**DESCRIPTION OF THE TASK**
Extract all of the entries and give them again, word for word.

**DATASET CONTENT**
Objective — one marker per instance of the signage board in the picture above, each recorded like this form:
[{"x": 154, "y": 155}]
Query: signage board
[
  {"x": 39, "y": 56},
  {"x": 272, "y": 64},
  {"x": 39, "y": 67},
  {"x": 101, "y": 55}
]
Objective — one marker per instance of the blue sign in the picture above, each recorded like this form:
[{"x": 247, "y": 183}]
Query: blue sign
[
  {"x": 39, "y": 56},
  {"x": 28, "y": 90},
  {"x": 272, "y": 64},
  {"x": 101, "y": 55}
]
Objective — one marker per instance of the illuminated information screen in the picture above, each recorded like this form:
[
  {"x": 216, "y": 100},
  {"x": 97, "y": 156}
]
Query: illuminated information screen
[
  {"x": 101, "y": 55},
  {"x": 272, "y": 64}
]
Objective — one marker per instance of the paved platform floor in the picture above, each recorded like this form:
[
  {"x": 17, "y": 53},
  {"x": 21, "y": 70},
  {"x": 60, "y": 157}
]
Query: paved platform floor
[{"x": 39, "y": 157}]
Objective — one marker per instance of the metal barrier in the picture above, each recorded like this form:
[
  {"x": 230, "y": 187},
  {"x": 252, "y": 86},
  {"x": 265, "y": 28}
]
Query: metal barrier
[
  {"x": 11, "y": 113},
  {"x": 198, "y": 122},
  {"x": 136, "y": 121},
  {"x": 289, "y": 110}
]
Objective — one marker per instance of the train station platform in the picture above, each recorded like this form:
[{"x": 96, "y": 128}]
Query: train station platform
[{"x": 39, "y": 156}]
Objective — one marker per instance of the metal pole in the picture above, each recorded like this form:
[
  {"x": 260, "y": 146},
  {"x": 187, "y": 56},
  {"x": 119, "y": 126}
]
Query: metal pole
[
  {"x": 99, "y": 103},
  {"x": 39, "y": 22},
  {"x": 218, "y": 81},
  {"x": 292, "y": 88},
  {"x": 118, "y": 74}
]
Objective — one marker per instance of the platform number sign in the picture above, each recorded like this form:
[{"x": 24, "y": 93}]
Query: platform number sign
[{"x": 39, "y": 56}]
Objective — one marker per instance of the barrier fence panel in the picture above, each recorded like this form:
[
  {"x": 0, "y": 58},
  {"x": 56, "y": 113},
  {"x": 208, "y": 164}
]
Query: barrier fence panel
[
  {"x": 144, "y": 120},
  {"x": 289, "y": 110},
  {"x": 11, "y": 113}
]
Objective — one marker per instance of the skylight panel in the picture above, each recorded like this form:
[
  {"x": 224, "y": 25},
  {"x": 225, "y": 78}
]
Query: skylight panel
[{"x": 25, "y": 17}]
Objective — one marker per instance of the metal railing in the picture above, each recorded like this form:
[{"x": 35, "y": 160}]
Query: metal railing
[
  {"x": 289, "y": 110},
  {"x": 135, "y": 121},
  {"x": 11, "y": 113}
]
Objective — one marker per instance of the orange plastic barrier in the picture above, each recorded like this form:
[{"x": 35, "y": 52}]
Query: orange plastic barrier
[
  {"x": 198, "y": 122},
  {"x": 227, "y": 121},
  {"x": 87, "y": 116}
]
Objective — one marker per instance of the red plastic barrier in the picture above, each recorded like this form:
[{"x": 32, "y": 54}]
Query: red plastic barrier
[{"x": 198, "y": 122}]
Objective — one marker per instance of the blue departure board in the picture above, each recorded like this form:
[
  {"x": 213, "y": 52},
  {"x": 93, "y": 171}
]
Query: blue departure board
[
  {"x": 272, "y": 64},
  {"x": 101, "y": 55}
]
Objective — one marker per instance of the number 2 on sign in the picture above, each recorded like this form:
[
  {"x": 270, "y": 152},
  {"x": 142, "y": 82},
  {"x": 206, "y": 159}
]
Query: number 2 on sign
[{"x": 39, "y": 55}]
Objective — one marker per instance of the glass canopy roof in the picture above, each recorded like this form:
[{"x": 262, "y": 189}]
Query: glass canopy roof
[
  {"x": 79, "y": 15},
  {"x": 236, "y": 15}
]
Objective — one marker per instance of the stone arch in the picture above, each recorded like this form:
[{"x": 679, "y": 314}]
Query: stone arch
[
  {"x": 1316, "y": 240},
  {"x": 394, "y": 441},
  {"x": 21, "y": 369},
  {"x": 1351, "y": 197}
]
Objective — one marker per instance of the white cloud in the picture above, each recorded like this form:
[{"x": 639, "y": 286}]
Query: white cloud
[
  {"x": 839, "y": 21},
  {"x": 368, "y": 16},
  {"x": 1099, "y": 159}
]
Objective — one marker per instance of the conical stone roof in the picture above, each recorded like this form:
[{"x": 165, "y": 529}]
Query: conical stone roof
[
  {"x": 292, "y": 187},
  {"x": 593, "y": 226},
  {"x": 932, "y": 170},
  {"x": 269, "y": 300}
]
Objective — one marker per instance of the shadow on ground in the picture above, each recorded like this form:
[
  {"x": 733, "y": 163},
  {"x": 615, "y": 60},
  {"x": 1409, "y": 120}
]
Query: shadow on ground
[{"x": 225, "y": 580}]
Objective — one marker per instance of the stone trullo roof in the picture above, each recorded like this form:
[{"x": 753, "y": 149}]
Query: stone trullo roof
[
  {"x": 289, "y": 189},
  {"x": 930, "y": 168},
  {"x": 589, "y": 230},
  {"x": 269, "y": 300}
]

**SOLVED PROBLEM**
Objective — one marker per instance of the signage board in the picture above, each recorded like this form:
[{"x": 154, "y": 155}]
Query: signage board
[
  {"x": 39, "y": 56},
  {"x": 272, "y": 64},
  {"x": 39, "y": 67},
  {"x": 101, "y": 55}
]
Objective — one marker per instance of the blue sign in the picture above, each recorded like this form:
[{"x": 247, "y": 183}]
Query: blue sign
[
  {"x": 39, "y": 56},
  {"x": 28, "y": 90},
  {"x": 272, "y": 64},
  {"x": 101, "y": 55}
]
Objective — one marker per instance of the illuminated information screen in the picture above, each recorded like this form:
[
  {"x": 216, "y": 100},
  {"x": 97, "y": 156}
]
Query: illuminated information screen
[
  {"x": 101, "y": 55},
  {"x": 272, "y": 64}
]
Objective — one marker per instance of the paved platform floor in the picture above, each recorded like this form:
[
  {"x": 17, "y": 53},
  {"x": 21, "y": 70},
  {"x": 60, "y": 157}
]
Query: paved platform floor
[{"x": 39, "y": 157}]
Objective — one marker per instance of the metal barrier in the picture above, each recorded like this form:
[
  {"x": 230, "y": 187},
  {"x": 252, "y": 86},
  {"x": 265, "y": 28}
]
Query: metal barrier
[
  {"x": 11, "y": 113},
  {"x": 198, "y": 122},
  {"x": 136, "y": 121},
  {"x": 289, "y": 110}
]
Objective — one marker per instance of the train station platform in the picture above, each recorded like this form:
[{"x": 96, "y": 128}]
Query: train station platform
[{"x": 39, "y": 156}]
Objective — one marker per instance of the metal pole in the picture above, each recorded like this form:
[
  {"x": 260, "y": 146},
  {"x": 187, "y": 56},
  {"x": 119, "y": 126}
]
Query: metal pole
[
  {"x": 99, "y": 103},
  {"x": 39, "y": 22},
  {"x": 218, "y": 81},
  {"x": 292, "y": 88},
  {"x": 118, "y": 74}
]
Objective — one marker per instance of the platform number sign in the picture above, each recorded like this form:
[{"x": 24, "y": 93}]
Query: platform number sign
[{"x": 39, "y": 56}]
Objective — one marker per instance of the barrier fence panel in the picture above, each recorded like this form:
[
  {"x": 0, "y": 58},
  {"x": 56, "y": 113},
  {"x": 208, "y": 164}
]
Query: barrier fence panel
[
  {"x": 144, "y": 120},
  {"x": 289, "y": 110},
  {"x": 11, "y": 113}
]
Objective — one marker per instance of the skylight panel in the picture above, each recorded like this form:
[
  {"x": 224, "y": 25},
  {"x": 225, "y": 78}
]
Query: skylight panel
[{"x": 25, "y": 17}]
Objective — one marker per instance of the metal railing in the picture above, each recorded like this form:
[{"x": 35, "y": 160}]
Query: metal railing
[
  {"x": 289, "y": 110},
  {"x": 135, "y": 121},
  {"x": 11, "y": 113}
]
Objective — one marker per instance of the orange plastic barrier in the picture above, each recorded like this form:
[{"x": 35, "y": 52}]
Query: orange plastic barrier
[
  {"x": 198, "y": 122},
  {"x": 227, "y": 121},
  {"x": 87, "y": 116}
]
Objective — one marker per instance of the red plastic barrier in the picture above, each recorded like this form:
[{"x": 32, "y": 54}]
Query: red plastic barrier
[{"x": 198, "y": 122}]
Objective — one marker per instance of the blue departure board in the picture above, each recorded like this form:
[
  {"x": 213, "y": 52},
  {"x": 93, "y": 171}
]
Query: blue departure board
[
  {"x": 272, "y": 64},
  {"x": 101, "y": 55}
]
Objective — one marker per instance of the number 2 on sign in the picture above, each recorded like this form:
[
  {"x": 270, "y": 152},
  {"x": 142, "y": 82},
  {"x": 206, "y": 159}
]
Query: number 2 on sign
[{"x": 39, "y": 55}]
Objective — one marker per instance of the glass canopy roof in the picture above, each recorded like this form:
[{"x": 262, "y": 189}]
Query: glass canopy roof
[
  {"x": 79, "y": 15},
  {"x": 236, "y": 15}
]
Objective — one marker per instance of the stone arch in the picture above, each recorded like this form:
[{"x": 679, "y": 314}]
Query: stone arch
[
  {"x": 1316, "y": 240},
  {"x": 394, "y": 441},
  {"x": 21, "y": 369},
  {"x": 1351, "y": 197}
]
Objective — one marker per instance of the white cloud in the picture above, each recorded like this form:
[{"x": 639, "y": 286}]
Query: white cloud
[
  {"x": 839, "y": 21},
  {"x": 368, "y": 16},
  {"x": 1099, "y": 159}
]
Objective — one marker per instance of the conical stone roof in the picture above, each recorded like this form:
[{"x": 165, "y": 529}]
Query: conical stone roof
[
  {"x": 292, "y": 187},
  {"x": 593, "y": 226},
  {"x": 932, "y": 170},
  {"x": 269, "y": 300}
]
Objective — one marker per instance of the shadow on ground in the picture above, each recorded like this form:
[
  {"x": 733, "y": 163},
  {"x": 615, "y": 60},
  {"x": 1409, "y": 120}
]
Query: shadow on ground
[{"x": 225, "y": 580}]
Objective — one marker per instance of the stone trullo roof in the picture above, each recorded like this form:
[{"x": 753, "y": 149}]
Query: stone trullo roof
[
  {"x": 289, "y": 189},
  {"x": 930, "y": 168},
  {"x": 589, "y": 230},
  {"x": 269, "y": 300}
]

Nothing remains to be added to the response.